WRITTEN TASK — Write out every entry exactly as it stands.

MATERIAL FOR THE TASK —
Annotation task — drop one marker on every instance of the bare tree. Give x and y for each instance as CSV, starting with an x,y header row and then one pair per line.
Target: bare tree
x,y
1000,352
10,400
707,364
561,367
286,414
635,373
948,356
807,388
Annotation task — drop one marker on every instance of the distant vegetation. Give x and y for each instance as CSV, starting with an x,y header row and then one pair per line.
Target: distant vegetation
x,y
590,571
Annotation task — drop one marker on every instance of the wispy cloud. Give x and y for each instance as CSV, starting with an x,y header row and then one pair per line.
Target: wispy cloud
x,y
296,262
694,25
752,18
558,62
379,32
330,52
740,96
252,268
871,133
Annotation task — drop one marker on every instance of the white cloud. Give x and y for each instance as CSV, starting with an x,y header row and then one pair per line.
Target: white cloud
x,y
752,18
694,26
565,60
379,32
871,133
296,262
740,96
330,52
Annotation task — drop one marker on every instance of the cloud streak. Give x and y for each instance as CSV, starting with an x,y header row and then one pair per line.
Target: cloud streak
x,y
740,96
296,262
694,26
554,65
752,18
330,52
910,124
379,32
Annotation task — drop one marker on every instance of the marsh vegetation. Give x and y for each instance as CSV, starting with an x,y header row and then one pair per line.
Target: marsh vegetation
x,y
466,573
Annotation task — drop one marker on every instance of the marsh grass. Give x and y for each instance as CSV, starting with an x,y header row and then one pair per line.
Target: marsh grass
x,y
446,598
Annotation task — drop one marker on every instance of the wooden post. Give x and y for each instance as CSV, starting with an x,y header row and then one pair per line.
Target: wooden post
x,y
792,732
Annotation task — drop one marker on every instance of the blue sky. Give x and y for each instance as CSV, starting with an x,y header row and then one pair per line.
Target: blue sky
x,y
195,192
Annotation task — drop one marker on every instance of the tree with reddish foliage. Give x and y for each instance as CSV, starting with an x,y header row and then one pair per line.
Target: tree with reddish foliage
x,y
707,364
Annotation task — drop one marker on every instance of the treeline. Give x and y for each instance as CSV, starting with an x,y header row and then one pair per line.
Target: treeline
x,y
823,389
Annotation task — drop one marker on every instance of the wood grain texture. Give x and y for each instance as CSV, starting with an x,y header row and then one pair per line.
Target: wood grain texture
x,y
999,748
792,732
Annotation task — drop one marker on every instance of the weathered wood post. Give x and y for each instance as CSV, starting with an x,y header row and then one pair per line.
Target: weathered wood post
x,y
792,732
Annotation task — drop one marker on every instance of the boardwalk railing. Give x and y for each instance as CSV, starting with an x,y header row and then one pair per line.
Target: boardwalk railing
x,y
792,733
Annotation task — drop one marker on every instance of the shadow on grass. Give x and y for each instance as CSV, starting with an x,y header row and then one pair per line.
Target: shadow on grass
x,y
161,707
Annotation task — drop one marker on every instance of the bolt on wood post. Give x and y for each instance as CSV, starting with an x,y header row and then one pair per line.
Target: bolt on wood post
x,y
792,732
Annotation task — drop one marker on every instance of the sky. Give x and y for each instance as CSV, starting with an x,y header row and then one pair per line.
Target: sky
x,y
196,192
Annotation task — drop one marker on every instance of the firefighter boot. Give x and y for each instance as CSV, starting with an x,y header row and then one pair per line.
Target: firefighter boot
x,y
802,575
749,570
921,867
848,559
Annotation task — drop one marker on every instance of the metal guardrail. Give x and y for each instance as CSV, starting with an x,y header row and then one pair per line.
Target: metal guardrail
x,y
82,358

ANSWER TO THIS TASK —
Annotation task — drop one marker on every instance of the bare tree. Give x and y for each instance as CSV, starting with an x,y header row and then one pair per line.
Target: bare tree
x,y
1000,352
10,400
707,364
561,367
286,414
635,373
948,356
807,388
Annotation task — drop one marker on every instance of the distant vegetation. Give x and y for each instance as CSV, starting with an x,y header row and then one pair per line.
Target: distant vegetation
x,y
590,571
Annotation task — drop one marker on every instance of the wispy cloud. Give x and y for each instance as CSV, starting with an x,y header row and then one pair per line.
Target: wispy cloud
x,y
296,262
694,25
752,18
558,62
379,32
330,52
740,96
252,268
871,133
Annotation task — drop one marker on every instance of the white cloud. Give x and y for each instance as CSV, starting with an x,y header row and then one pair per line.
Target: white cloud
x,y
752,18
694,26
565,60
379,32
871,133
296,262
740,96
330,52
Annotation task — drop one marker on every instance of the cloud streak. Give x and y for each instance as CSV, starting with an x,y header row and then one pair per line.
Target: cloud streak
x,y
740,96
296,262
694,26
554,65
752,18
330,52
910,124
379,32
Annotation task — drop one marker on every instance of the marsh vegetation. Give x and y for each instance as CSV, starting with an x,y header row and then one pair per line.
Target: marsh vegetation
x,y
466,573
Annotation task — drop one marker on every instance of the marsh grass. Give x and y for each instance as CSV, starting with an x,y header row and then one pair per line.
Target: marsh grass
x,y
446,598
Annotation task — drop one marker on every instance of the wooden post. Give x and y for each instance as CSV, starting with an x,y header row and then one pair per line.
Target: wooden post
x,y
792,732
Annotation task — drop one marker on every instance of the blue sky. Give x and y for each instance as CSV, starting with an x,y header row and then one pair per line.
Target: blue sky
x,y
195,192
Annotation task — drop one marker on every instance of the tree with reddish foliage. Give x and y for each instance as CSV, starting with an x,y header row and then one pair per line.
Target: tree with reddish foliage
x,y
707,364
Annotation task — drop one marker on every instance of the treeline. Give x and y for each instance as CSV, starting with an x,y header row and then one pair per line.
Target: treeline
x,y
823,389
Annotation task — drop one marker on every instance of the wood grain texture. Give x and y for each instance as CSV, starting with an x,y header row and then one pair per line.
Target: wood grain texture
x,y
999,748
792,732
Annotation task — drop one marker on every instance of the weathered wood post. Give x and y for each instance as CSV, starting with an x,y header row and then one pair per line.
Target: weathered wood post
x,y
792,732
Annotation task — drop one marker on every instance of the boardwalk railing. Give x and y for each instance as CSV, starting with an x,y header row and then one pair per line.
Target: boardwalk railing
x,y
792,733
Annotation task — drop one marker on every instance of the shadow on grass. Give x and y for each instance as CSV, starting with an x,y header row and then one pair per line.
Target: shadow on grass
x,y
161,707
Annotation task — drop one marker on every instance of the bolt on wood post. Give x and y for each instance as CSV, starting with an x,y header row and then one pair per line.
Target: bolt on wood post
x,y
792,732
Annotation task — drop one marker on every instance of the sky. Give x and y for each instance as CSV, starting with an x,y header row and then one pair per line.
Target: sky
x,y
196,192
Annotation task — drop one marker on every instance of the firefighter boot. Give x and y for each instance as CSV, starting with an x,y header row and then one pair per line.
Target: firefighter boot
x,y
802,575
749,570
921,867
848,559
Annotation task — drop one marker on every instance of the metal guardrail. Give x and y for each instance as CSV, starting with an x,y header row and then one pair per line.
Target: metal guardrail
x,y
82,358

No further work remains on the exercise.